原文:
:::::
Japan Association for Medical Informatics

[4-P2-1-03] 電子カルテシステム障害時における代替システム構築と外来診療継続の試み

吉野 絢祐1、坂田 普1、福島 美羽1、髙橋 友利恵1 (1. 地方独立行政法人 新小山市民病院)

Hospital Information System, PHP, BCM

【背景】当院では2018年にシステム障害により約1時間、外来診療が中断した。障害時対策として、ホットスタンバイ構成をしていたが稼動せず全サーバがダウンした。また、紙伝票も用意していたが、実態に沿っておらず、職員対応も未熟な面が浮き彫りとなった。

【目的】障害発生時、特にネットワーク障害は、患者情報が確認できず紙伝票の用意だけでは患者対応が困難になる。復旧不可の場合でも、再診患者は可能な限り診療継続できる環境を構築する。また、構築したシステムを職員は操作を習得し、診療継続を可能とする。

【方法】はじめに、障害対応マニュアルの見直しを行った。システム構築はサーバ不具合とネットワーク不具合の2通り用意し、データは診療予約、検査予約、前回カルテ記載、前回処方歴等を対象とした。サーバ不具合の場合、翌日受診予定患者1日分のデータを電子カルテ(ソフトウェア・サービス社Newton2)のSQLServerからWebサーバへ保存、PHPで構成し閲覧する。ネットワーク不具合の場合は、取得したデータを各電子カルテ端末のローカルフォルダに保存、VBAにて構成し閲覧する。データは、蓄積せず上書きされる。評価は、①受付②検査③診察④処方⑤診察予約登録⑥会計 以上6項目について診療継続可能かを検証した。

【結果】①受付~④処方について、サーバ稼働時と同等の運用ができるわけではないが、診療継続できた。⑤診療予約登録は予約枠更新が必要となるため、システム構築せず、運用で対応する。⑥会計は、後日としシステム構築は行わない。

【考察】本システムは、PCとプリンターが起動できる電力さえあれば、再診患者に対し、一定の診療が継続できた。1日平均600人の再診患者に対し、全項目ではないが①~④が行えたことは、外来診療継続の代替システムとして有効性が確認できた。今後、本システムを用いた訓練を定期的に開催し運用可能にしていく。
:::::
資料:
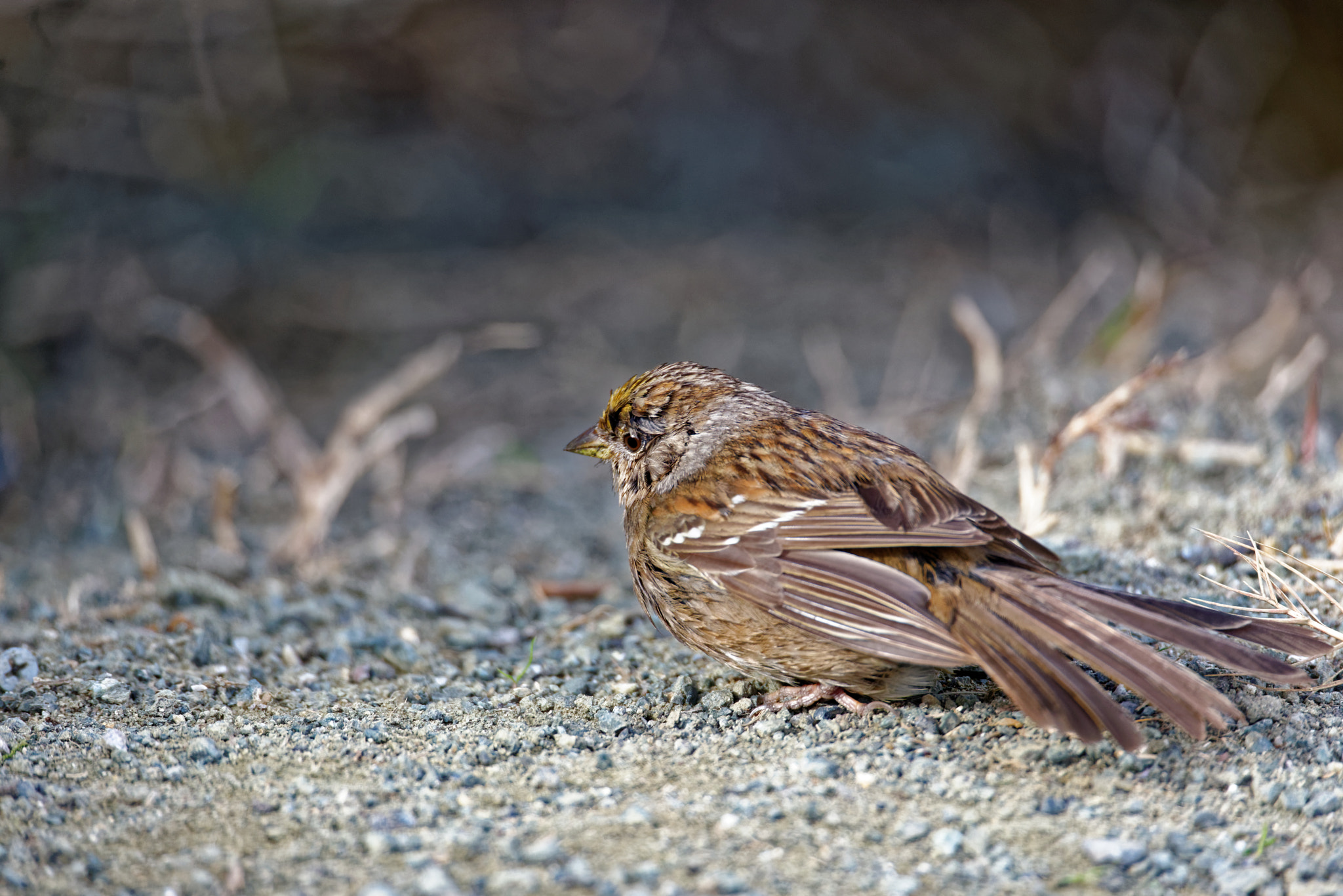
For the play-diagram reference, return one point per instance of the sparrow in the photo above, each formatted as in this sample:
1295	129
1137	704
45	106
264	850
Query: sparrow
799	549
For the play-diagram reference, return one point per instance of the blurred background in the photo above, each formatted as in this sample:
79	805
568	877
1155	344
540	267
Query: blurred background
792	190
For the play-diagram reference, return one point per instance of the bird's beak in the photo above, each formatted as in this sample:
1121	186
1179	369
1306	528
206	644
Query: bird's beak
589	444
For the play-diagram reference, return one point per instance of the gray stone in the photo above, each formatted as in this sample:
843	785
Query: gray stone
899	886
1241	882
1267	792
1053	805
1257	742
1264	707
205	750
821	768
1208	819
1293	800
110	691
434	882
544	851
946	841
912	830
513	880
610	722
771	723
1112	851
1322	804
18	668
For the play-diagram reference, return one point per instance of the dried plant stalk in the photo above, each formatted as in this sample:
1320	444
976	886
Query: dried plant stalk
1254	347
1289	376
833	372
1281	594
986	355
1034	480
1033	491
1041	345
323	488
1134	345
142	543
225	499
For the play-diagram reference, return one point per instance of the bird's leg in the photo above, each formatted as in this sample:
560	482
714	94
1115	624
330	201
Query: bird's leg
803	696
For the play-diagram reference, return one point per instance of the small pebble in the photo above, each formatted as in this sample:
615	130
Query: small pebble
205	750
1115	851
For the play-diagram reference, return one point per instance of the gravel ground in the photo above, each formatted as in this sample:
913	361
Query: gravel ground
347	735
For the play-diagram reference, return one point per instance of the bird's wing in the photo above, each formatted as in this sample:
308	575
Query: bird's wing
858	604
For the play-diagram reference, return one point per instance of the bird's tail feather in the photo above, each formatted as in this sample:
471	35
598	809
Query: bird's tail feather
1024	622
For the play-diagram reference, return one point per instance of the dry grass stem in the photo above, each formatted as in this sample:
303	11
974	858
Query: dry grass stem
18	418
246	390
403	572
388	480
323	488
367	435
1098	416
1281	593
833	372
142	543
1034	480
223	503
1041	344
370	409
1311	422
1135	343
464	459
988	359
1033	491
1116	444
569	589
1254	347
504	336
1290	376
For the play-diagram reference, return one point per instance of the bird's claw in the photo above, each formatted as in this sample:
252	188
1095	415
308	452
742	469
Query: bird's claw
803	696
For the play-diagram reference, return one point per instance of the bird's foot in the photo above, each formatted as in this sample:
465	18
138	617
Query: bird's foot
803	696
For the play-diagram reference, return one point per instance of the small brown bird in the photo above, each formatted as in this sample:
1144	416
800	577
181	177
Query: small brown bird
797	547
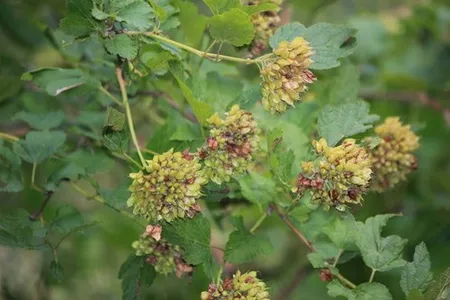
:::::
演習課題:
1. 原文のうち「【背景】当院では2018年に」で始まる段落を、主な事実を保ったまま箇条書きに改めなさい。
2. 原文から、「吉野 絢祐1、坂田 普1、福島」で始まり「て診療継続可能かを検証した。」で終わる部分を、一字一句違えずに書き写しなさい。

解答一覧:
1.
- 2018年、システム障害により外来診療が約1時間中断した。
- 障害時対策のホットスタンバイ構成が稼動せず、全サーバがダウンした。
- 用意していた紙伝票は実態に沿っておらず、職員対応の未熟な面も浮き彫りとなった。

2.
吉野 絢祐1、坂田 普1、福島 美羽1、髙橋 友利恵1 (1. 地方独立行政法人 新小山市民病院)

Hospital Information System, PHP, BCM

【背景】当院では2018年にシステム障害により約1時間、外来診療が中断した。障害時対策として、ホットスタンバイ構成をしていたが稼動せず全サーバがダウンした。また、紙伝票も用意していたが、実態に沿っておらず、職員対応も未熟な面が浮き彫りとなった。

【目的】障害発生時、特にネットワーク障害は、患者情報が確認できず紙伝票の用意だけでは患者対応が困難になる。復旧不可の場合でも、再診患者は可能な限り診療継続できる環境を構築する。また、構築したシステムを職員は操作を習得し、診療継続を可能とする。

【方法】はじめに、障害対応マニュアルの見直しを行った。システム構築はサーバ不具合とネットワーク不具合の2通り用意し、データは診療予約、検査予約、前回カルテ記載、前回処方歴等を対象とした。サーバ不具合の場合、翌日受診予定患者1日分のデータを電子カルテ(ソフトウェア・サービス社Newton2)のSQLServerからWebサーバへ保存、PHPで構成し閲覧する。ネットワーク不具合の場合は、取得したデータを各電子カルテ端末のローカルフォルダに保存、VBAにて構成し閲覧する。データは、蓄積せず上書きされる。評価は、①受付②検査③診察④処方⑤診察予約登録⑥会計 以上6項目について診療継続可能かを検証した。